Problem details
Reproduce the data from the line containing "Could you please spot the tree" through the end of the data, keeping every line and offsetting each answer coordinate by adding 27 to it.
:::::
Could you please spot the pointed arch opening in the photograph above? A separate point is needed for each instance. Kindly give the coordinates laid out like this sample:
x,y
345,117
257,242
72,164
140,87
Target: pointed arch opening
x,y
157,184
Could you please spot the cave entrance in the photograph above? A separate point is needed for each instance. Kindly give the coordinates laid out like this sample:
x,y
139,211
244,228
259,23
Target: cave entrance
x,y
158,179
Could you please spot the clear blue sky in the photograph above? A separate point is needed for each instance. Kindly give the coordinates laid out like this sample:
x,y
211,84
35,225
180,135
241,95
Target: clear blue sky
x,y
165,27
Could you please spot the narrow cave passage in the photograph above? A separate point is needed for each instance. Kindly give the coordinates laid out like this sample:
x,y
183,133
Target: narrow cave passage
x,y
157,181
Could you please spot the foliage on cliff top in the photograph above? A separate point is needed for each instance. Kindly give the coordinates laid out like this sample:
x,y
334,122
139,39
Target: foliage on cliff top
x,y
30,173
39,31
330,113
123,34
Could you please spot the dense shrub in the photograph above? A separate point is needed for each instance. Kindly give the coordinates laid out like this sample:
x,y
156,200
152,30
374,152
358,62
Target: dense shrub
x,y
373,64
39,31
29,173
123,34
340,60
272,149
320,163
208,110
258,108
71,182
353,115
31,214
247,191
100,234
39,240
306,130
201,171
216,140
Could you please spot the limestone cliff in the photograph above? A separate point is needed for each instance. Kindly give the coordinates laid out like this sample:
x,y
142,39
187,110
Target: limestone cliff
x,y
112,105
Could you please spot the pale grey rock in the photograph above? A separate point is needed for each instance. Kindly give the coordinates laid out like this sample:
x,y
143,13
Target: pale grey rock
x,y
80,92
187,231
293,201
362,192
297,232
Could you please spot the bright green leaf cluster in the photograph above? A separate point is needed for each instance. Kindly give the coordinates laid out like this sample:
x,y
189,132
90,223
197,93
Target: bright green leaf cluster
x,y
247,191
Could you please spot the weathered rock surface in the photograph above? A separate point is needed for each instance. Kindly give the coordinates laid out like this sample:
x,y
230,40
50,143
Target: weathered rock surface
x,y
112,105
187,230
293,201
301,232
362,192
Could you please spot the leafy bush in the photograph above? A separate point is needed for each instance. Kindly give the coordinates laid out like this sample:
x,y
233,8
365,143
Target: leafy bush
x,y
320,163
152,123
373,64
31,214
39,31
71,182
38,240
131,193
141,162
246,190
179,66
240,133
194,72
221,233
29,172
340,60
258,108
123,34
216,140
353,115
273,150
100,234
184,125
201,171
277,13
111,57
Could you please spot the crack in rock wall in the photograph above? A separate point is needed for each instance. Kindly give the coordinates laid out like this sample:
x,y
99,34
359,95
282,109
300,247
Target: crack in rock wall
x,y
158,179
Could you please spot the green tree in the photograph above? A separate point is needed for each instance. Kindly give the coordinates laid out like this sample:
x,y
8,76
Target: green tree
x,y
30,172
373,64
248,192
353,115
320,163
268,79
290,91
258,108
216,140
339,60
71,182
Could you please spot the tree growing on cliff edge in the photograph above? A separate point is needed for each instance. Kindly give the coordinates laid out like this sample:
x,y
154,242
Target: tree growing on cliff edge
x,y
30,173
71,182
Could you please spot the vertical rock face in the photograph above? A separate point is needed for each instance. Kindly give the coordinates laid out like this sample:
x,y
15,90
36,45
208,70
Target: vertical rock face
:::::
Response to the task
Could you please spot the tree growing on cliff edge in the photograph above? A separate point is needed for each instance. Kindly give the coordinates laid out like this sample:
x,y
154,242
Target: tree growing on cliff edge
x,y
57,200
98,209
Could you please spot the vertical rock face in the photograph above? A separate point is needed for each instance. Kindly give the coordinates laid out like this sample:
x,y
15,90
36,45
208,70
Target: vertical rock face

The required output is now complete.